- Aim A
Find every line in the records that contains the word "small", and copy each of those lines out.

-------- Page extract

# Peanut Butter



## Alexander (Jul 23, 2012)

Is PB ok to feed a vizsla? Sometimes when he starts chewing on things he's not supposed to, I'll put a little PB on his chewy toys. Keeps him busy for a while. By the way he's 3 1/2 months old.

Thoughts on Peanut Butter?


----------



## R E McCraith (Nov 24, 2011)

put it in a kong and freeze it - helps them when teething and it lasts a lot longer


----------



## Alexander (Jul 23, 2012)

Interesting. I'll try that, thanks! But as far as health goes, peanut butter is ok to feed a pup right?


----------



## harrigab (Aug 21, 2011)

my understanding is that it's okay as a treat in training purposes but i wouldn't use it as part of a staple diet.


----------



## SteelCityDozer (Aug 25, 2011)

We give pb almost every day...but my
Other half eats it right from the container daily himself. So each day is only about a teaspoon for pup tablespoon for 2yo.


----------



## R E McCraith (Nov 24, 2011)

Al unlike our children PB should only be used as a treat and that in moderation - I like homemade puppy jerky for my dogs easy to carry they love it & that way you know exactly what they get - to much sodium is not good for anyone


----------



## Suliko (Sep 17, 2011)

We prefer natural almond butter. My both girls go crazy for it....and everything else that's not on their regular diet plan


----------

----------------
-------- Data supplied

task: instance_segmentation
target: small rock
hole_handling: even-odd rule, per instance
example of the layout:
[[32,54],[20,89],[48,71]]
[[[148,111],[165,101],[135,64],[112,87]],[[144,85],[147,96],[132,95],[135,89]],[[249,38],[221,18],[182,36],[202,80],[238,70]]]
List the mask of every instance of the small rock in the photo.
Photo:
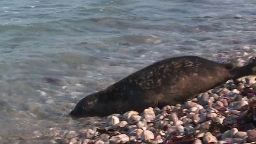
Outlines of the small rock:
[[110,143],[125,143],[129,140],[129,137],[125,134],[121,134],[118,136],[112,136],[110,138]]
[[220,124],[222,124],[223,120],[225,119],[225,117],[222,116],[221,117],[216,117],[215,118],[213,118],[213,121],[215,123],[220,123]]
[[120,127],[125,127],[127,124],[128,124],[128,123],[125,121],[125,120],[122,120],[121,121],[120,121],[118,124],[116,124],[115,126],[119,126]]
[[203,136],[204,135],[205,133],[200,133],[198,134],[196,137],[203,137]]
[[105,141],[107,141],[109,139],[110,137],[110,136],[108,135],[107,135],[106,133],[103,133],[103,134],[101,134],[97,138],[97,140],[102,140],[103,142],[105,142]]
[[141,117],[139,115],[133,115],[130,117],[129,121],[130,123],[137,123],[140,119]]
[[129,140],[130,140],[130,141],[135,141],[135,140],[136,140],[135,136],[129,136]]
[[209,130],[210,128],[210,124],[211,124],[210,121],[205,121],[203,123],[201,123],[200,125],[201,129],[204,130]]
[[197,124],[200,120],[199,115],[199,114],[194,114],[192,116],[193,121],[196,124]]
[[130,117],[133,115],[139,115],[139,113],[136,111],[134,111],[134,110],[131,110],[131,111],[129,111],[125,113],[123,115],[122,117],[125,120],[128,121],[129,119],[130,119]]
[[94,144],[104,144],[104,142],[101,140],[98,140],[96,142],[95,142]]
[[146,120],[147,122],[151,122],[155,119],[155,114],[145,114],[142,116],[142,119]]
[[204,134],[203,137],[203,140],[206,143],[217,143],[217,140],[216,137],[212,135],[212,133],[209,132],[207,132]]
[[247,142],[256,142],[256,129],[248,130],[247,133]]
[[188,101],[187,103],[185,103],[185,107],[186,107],[186,108],[190,108],[191,107],[196,107],[199,104],[197,103]]
[[76,143],[76,142],[78,142],[77,139],[78,139],[76,138],[71,139],[69,144]]
[[162,110],[159,108],[158,107],[154,108],[153,111],[154,111],[155,114],[156,116],[162,113]]
[[184,132],[184,126],[181,125],[178,125],[176,126],[176,129],[180,133]]
[[146,130],[142,133],[141,138],[143,140],[153,139],[155,136],[151,131]]
[[235,135],[238,132],[238,130],[234,127],[233,129],[232,129],[231,130],[230,130],[230,136],[231,137],[234,138],[236,137],[236,136],[235,136]]
[[247,132],[238,132],[234,135],[234,137],[237,138],[245,139],[247,136]]
[[174,123],[176,123],[176,122],[178,120],[178,118],[175,113],[172,113],[169,116],[169,120],[173,121]]
[[117,117],[111,116],[110,118],[109,121],[108,121],[108,123],[109,126],[113,126],[113,125],[117,124],[119,122],[120,122],[119,119]]
[[225,132],[223,133],[222,133],[222,136],[221,136],[221,139],[225,139],[226,138],[228,138],[228,137],[231,137],[231,131],[230,130],[227,130],[226,132]]
[[145,130],[148,128],[147,121],[145,119],[137,122],[136,125],[139,129],[142,129],[143,130]]
[[166,106],[164,106],[162,108],[163,110],[164,110],[164,111],[172,111],[172,108],[171,108],[171,106],[170,105],[166,105]]
[[83,142],[82,142],[82,144],[87,144],[87,143],[94,143],[95,142],[94,140],[88,139],[84,139]]
[[207,100],[209,98],[209,94],[207,92],[204,92],[199,95],[197,100],[199,104],[201,105],[205,105],[207,104]]
[[135,130],[135,135],[137,139],[140,139],[141,137],[142,133],[143,132],[143,130],[141,129],[137,129]]
[[94,136],[95,132],[91,129],[82,129],[79,130],[79,133],[81,136],[87,139],[91,139]]
[[77,133],[75,131],[71,130],[66,134],[65,137],[66,137],[66,139],[71,139],[75,137],[76,137],[79,135],[79,134]]
[[200,139],[196,139],[196,140],[194,141],[193,144],[203,144],[203,142]]
[[216,117],[218,115],[216,113],[209,113],[209,114],[206,114],[206,116],[209,119],[213,119],[214,117]]
[[197,107],[191,107],[191,108],[188,108],[188,111],[190,112],[190,113],[191,113],[191,112],[192,113],[195,113],[195,111],[196,111],[197,110],[199,110],[199,108],[198,108]]
[[216,94],[210,94],[210,97],[213,97],[215,100],[217,100],[219,99],[219,96]]
[[156,129],[164,129],[167,125],[169,124],[169,122],[166,120],[159,120],[155,122],[155,127]]
[[70,140],[67,139],[62,139],[60,140],[60,142],[62,144],[66,144],[66,143],[69,143]]
[[232,92],[235,94],[239,94],[240,93],[240,92],[237,89],[233,89],[233,90],[232,90]]
[[220,101],[217,101],[215,103],[215,104],[216,104],[216,105],[217,106],[220,106],[220,107],[224,107],[224,104],[223,104],[223,103],[222,102]]
[[144,110],[143,114],[155,114],[155,112],[153,111],[153,108],[146,108]]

----------------

- Aim B
Duplicate the passage of the peanut butter thread between "We give pb almost" and "tablespoon for 2yo.", inclusive.

- Exercise answer A
target: small rock
List the mask of every instance of the small rock in the photo.
Outlines of the small rock:

- Exercise answer B
We give pb almost every day...but my
Other half eats it right from the container daily himself. So each day is only about a teaspoon for pup tablespoon for 2yo.